* [EXERCISE DESCRIPTION]: Identify every line in the rows below that contains the string "patterned", matching case exactly, and copy each such line.

Start RECORDS FOR PROCESSING

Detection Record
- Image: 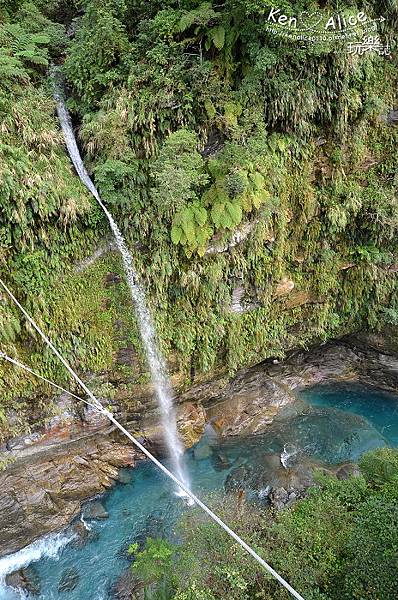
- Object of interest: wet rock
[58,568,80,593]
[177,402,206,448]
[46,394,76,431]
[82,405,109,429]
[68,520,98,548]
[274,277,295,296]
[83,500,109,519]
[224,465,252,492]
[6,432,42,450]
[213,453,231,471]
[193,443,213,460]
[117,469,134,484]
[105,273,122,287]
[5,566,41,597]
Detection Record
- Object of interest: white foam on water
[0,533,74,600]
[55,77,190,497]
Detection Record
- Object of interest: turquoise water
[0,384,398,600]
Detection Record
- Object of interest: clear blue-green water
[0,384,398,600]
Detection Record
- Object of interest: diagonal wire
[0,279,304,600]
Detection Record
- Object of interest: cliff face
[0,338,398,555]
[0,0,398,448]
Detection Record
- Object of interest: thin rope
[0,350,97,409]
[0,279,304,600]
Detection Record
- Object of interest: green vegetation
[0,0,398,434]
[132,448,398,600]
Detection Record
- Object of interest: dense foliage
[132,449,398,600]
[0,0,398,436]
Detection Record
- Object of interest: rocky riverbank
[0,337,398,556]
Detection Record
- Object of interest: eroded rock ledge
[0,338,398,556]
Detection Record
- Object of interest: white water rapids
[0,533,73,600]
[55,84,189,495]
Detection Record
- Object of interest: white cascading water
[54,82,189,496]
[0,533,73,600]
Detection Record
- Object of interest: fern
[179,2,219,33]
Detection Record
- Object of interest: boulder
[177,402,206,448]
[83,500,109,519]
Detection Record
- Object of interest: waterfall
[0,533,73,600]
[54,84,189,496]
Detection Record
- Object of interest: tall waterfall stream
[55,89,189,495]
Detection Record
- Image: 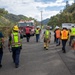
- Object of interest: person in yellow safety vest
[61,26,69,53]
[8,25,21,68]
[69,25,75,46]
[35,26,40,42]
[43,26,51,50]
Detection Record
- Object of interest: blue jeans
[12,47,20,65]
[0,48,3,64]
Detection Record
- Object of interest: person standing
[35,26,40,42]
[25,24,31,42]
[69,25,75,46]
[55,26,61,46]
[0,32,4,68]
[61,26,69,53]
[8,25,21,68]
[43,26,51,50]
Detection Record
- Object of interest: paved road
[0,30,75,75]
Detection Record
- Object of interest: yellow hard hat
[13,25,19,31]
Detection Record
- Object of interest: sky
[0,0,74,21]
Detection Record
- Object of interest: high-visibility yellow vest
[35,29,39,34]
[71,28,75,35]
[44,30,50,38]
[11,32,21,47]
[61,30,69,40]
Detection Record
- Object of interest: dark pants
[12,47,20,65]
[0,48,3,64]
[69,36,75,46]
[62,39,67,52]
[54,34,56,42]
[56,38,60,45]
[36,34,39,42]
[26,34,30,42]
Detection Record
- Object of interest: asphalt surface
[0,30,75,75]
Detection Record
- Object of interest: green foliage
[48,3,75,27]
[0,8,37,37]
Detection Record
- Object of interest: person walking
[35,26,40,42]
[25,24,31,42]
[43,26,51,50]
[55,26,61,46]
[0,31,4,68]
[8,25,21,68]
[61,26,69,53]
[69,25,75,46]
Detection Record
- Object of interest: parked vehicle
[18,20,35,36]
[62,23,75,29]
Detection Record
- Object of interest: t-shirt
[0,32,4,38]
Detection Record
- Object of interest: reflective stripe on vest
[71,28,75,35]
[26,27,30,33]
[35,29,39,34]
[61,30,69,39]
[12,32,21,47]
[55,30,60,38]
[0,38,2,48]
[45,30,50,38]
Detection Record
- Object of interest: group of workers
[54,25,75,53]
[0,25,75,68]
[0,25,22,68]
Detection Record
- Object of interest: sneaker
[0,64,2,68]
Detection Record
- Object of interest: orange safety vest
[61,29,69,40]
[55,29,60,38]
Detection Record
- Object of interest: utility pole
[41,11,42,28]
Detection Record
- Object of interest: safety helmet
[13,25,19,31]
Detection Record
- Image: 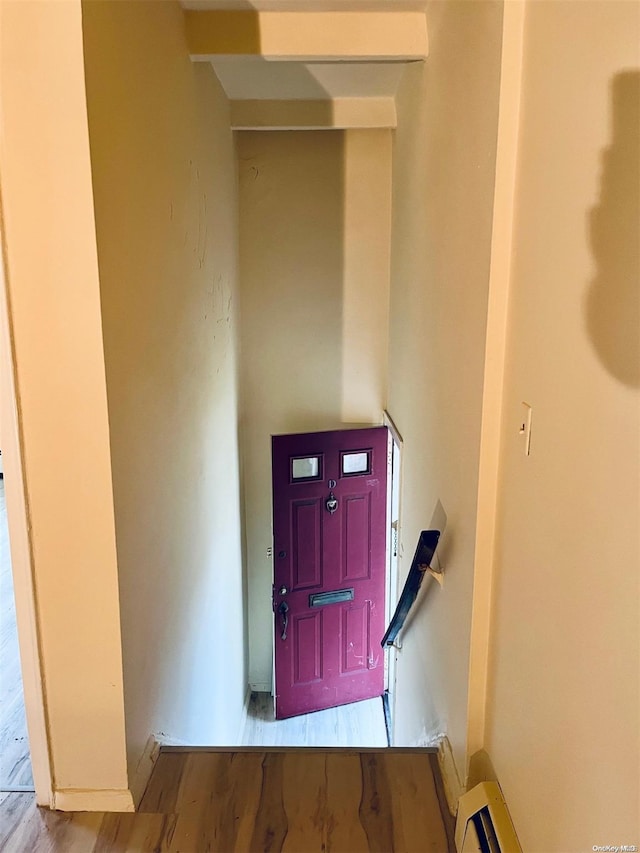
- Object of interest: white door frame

End RECORDS FOR PROCESSING
Start RECORDS FOR PROCESSING

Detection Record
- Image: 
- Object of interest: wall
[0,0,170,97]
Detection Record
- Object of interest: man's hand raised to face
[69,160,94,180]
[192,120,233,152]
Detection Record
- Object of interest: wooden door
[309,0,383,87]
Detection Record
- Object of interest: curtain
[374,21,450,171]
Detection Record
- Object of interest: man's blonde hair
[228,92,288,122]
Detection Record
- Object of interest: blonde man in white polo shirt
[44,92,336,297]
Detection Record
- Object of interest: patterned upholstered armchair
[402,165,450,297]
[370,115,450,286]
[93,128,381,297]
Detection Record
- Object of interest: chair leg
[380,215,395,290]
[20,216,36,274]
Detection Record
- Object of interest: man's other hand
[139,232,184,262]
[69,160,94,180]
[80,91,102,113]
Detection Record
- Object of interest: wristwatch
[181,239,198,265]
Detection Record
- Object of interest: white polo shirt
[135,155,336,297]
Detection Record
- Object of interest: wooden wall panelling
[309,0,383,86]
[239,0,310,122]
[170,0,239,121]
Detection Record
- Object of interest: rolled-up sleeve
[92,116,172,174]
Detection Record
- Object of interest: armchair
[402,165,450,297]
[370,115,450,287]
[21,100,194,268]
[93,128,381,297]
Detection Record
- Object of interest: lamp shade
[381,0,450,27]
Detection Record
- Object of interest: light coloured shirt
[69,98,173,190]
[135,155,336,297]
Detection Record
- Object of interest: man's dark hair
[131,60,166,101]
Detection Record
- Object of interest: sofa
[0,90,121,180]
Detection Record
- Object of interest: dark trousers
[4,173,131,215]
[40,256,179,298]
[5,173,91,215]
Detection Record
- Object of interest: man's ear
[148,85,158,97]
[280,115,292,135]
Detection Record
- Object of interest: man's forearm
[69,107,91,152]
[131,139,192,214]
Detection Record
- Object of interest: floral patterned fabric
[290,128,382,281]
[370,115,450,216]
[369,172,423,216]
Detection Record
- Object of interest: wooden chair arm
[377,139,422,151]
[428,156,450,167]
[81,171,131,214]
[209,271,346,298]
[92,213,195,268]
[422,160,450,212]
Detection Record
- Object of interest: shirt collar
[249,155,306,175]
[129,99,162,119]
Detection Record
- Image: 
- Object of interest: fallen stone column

End RECORDS FOR PROCESSING
Start RECORDS FOR PROCESSING

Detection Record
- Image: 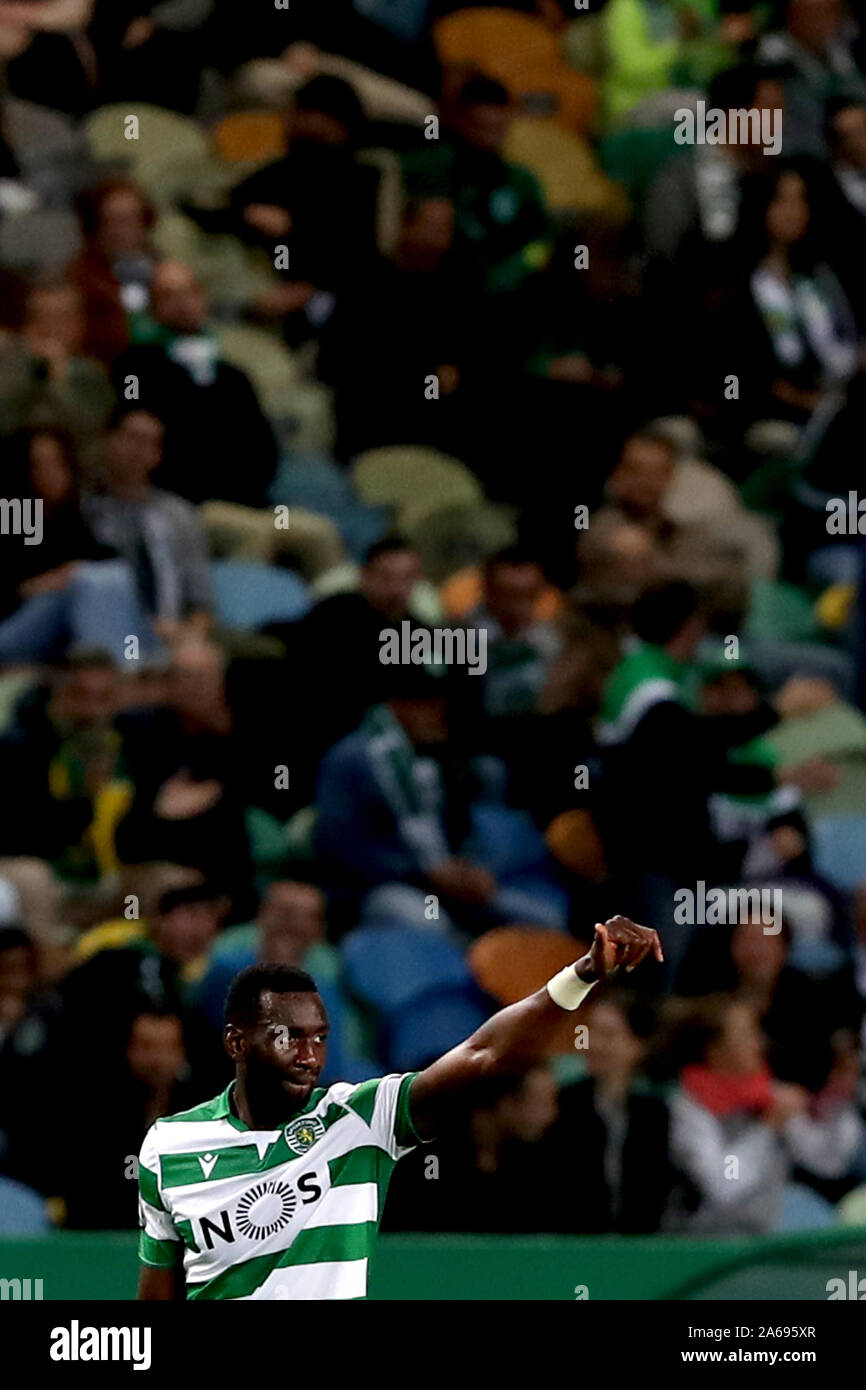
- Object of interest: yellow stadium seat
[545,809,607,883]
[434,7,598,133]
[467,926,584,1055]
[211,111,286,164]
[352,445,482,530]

End RECORDS FOR PROCESSING

* [RESULT]:
- Object of interest: patterned upholstered armchair
- Object of interest: floral patterned fabric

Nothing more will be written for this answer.